**Problem to work on**
Transcribe, exactly as they appear, only the lines from the one holding "flower stem in this photo." through the end of the entries below.

----- Stored rows -----

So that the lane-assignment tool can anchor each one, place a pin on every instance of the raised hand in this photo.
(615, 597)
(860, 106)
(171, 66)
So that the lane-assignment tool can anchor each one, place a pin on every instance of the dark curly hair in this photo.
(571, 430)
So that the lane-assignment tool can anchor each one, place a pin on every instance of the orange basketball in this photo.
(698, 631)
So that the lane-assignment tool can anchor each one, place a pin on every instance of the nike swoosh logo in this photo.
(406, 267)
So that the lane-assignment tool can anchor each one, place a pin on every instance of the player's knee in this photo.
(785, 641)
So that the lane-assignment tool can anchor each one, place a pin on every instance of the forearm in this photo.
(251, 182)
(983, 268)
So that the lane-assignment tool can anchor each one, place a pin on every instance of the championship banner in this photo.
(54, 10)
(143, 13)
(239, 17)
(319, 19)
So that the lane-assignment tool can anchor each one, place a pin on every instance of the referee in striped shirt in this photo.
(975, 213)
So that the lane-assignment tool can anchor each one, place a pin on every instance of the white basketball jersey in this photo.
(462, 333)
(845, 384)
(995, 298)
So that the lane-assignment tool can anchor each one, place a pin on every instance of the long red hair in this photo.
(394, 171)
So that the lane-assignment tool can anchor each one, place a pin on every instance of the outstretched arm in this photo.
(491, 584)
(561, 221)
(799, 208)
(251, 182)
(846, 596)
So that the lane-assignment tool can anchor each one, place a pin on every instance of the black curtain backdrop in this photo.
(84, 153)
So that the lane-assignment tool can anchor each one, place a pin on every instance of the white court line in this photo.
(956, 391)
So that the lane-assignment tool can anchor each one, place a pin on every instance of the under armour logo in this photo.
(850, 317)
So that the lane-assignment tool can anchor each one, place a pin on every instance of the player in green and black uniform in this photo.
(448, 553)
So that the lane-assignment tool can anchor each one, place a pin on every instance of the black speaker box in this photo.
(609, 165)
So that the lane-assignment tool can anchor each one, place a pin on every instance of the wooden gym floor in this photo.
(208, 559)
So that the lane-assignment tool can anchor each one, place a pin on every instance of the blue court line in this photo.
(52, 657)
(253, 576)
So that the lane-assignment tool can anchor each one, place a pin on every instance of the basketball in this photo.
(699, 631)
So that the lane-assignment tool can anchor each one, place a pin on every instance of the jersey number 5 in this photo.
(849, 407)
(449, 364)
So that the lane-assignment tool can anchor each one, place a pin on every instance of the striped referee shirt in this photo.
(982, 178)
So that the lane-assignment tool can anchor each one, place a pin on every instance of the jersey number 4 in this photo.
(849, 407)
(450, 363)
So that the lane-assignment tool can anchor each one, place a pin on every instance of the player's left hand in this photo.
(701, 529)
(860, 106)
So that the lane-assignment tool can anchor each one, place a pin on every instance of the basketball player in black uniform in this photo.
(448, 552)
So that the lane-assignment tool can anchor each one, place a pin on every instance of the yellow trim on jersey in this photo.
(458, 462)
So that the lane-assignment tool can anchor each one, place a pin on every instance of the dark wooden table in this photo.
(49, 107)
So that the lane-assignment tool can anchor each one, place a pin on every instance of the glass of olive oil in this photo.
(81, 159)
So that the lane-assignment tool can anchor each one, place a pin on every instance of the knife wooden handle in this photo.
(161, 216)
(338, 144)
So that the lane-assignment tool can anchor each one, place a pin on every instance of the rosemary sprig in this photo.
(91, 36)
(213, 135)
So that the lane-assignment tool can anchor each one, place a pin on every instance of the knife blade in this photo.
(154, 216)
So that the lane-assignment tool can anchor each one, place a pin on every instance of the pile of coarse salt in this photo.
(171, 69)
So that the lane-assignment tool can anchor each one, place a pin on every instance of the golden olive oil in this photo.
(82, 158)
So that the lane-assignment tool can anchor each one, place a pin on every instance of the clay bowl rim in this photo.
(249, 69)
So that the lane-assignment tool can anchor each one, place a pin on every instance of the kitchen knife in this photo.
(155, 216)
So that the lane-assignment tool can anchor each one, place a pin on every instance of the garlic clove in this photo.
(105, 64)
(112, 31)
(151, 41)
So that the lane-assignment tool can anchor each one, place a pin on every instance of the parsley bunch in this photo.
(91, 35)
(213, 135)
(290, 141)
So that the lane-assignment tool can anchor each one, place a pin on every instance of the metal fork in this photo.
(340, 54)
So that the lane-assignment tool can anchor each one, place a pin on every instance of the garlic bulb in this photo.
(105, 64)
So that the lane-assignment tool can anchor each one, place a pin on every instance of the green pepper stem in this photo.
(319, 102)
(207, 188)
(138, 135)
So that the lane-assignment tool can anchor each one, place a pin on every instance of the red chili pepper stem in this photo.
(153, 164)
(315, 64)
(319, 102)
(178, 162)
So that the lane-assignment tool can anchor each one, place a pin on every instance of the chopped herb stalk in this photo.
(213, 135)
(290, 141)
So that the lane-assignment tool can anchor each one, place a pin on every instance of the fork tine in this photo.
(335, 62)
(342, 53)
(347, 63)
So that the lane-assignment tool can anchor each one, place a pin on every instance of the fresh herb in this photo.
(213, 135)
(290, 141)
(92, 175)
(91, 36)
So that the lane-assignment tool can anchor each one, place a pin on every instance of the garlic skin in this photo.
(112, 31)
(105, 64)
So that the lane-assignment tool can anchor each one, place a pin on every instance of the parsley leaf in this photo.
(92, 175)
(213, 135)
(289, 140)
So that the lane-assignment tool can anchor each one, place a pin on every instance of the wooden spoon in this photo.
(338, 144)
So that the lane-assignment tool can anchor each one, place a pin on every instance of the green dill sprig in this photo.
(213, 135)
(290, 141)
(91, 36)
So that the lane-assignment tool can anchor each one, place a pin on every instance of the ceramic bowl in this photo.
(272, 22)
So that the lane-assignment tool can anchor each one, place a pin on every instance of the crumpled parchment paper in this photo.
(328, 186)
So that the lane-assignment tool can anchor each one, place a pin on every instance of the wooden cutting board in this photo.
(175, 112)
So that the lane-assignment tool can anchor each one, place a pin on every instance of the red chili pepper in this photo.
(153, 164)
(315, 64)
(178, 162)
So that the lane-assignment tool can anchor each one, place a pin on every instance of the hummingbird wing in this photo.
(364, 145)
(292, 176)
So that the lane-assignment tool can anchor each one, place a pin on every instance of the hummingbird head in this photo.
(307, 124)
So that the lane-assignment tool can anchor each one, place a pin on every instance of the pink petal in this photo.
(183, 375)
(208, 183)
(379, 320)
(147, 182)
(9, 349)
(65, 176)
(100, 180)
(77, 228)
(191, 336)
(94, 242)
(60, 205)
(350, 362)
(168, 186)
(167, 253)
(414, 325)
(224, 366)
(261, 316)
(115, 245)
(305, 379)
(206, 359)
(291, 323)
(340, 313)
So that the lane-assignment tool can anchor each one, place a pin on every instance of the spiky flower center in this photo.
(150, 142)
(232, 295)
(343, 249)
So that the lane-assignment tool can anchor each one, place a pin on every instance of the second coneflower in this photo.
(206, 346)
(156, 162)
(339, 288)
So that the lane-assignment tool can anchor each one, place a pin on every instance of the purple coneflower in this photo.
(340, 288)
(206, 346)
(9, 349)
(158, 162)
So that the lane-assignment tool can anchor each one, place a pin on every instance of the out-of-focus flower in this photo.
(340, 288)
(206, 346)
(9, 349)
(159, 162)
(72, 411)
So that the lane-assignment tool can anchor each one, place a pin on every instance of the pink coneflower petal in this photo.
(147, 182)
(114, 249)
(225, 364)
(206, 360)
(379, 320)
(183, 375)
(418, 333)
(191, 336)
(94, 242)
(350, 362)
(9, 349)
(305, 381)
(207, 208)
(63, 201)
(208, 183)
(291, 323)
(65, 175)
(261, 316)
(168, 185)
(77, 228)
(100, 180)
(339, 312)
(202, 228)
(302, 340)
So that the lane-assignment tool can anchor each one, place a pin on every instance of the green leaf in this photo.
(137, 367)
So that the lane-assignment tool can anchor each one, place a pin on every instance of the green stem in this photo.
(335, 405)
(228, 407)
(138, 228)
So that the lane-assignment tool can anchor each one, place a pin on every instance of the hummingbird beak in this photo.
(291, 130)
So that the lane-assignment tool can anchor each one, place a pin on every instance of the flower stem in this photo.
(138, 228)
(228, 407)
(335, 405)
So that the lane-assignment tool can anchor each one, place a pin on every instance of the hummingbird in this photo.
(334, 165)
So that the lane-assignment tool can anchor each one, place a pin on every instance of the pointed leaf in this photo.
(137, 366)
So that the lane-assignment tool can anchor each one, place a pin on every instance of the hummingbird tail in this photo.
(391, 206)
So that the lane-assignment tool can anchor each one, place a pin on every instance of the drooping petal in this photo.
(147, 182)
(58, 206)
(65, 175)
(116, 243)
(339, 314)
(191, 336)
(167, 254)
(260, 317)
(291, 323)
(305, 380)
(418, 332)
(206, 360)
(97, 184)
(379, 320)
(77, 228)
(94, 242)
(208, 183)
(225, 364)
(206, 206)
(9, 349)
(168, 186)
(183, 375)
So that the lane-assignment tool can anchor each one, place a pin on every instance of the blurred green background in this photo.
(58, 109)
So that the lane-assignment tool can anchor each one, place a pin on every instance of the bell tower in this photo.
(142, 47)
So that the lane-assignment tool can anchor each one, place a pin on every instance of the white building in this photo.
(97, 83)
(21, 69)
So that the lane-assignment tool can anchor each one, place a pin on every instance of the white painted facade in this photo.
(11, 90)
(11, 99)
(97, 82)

-----

**Written answer**
So that the lane-assignment tool can anchor each one, place a pin on every instance of the flower stem in this photo.
(138, 228)
(228, 407)
(335, 405)
So that the lane-assignment tool can anchor each one, place a pin on every instance of the hummingbird in this photo.
(334, 165)
So that the lane-assignment tool can anchor each one, place a pin on every instance of the pointed leaf in this photo.
(137, 366)
So that the lane-assignment tool can anchor each one, place a pin on every instance of the hummingbird tail in this photo.
(391, 206)
So that the lane-assignment tool can anchor each one, place a pin on every instance of the drooping petal in this photo.
(147, 182)
(58, 206)
(65, 175)
(116, 243)
(339, 314)
(191, 336)
(167, 254)
(260, 317)
(291, 323)
(305, 380)
(418, 332)
(206, 360)
(97, 184)
(379, 320)
(77, 228)
(94, 242)
(208, 183)
(225, 364)
(206, 206)
(9, 349)
(168, 186)
(183, 375)
So that the lane-assignment tool can anchor each one, place a pin on every instance of the blurred green background in this photo.
(58, 109)
So that the lane-assignment tool can anchor each one, place a pin on every instance of the bell tower in this photo.
(142, 47)
So that the lane-assignment tool can anchor each one, place a pin on every instance of the white building in this photo.
(97, 83)
(21, 69)
So that the lane-assignment tool can anchor each one, place a pin on every instance of the white painted facade in this photo.
(11, 90)
(11, 99)
(97, 82)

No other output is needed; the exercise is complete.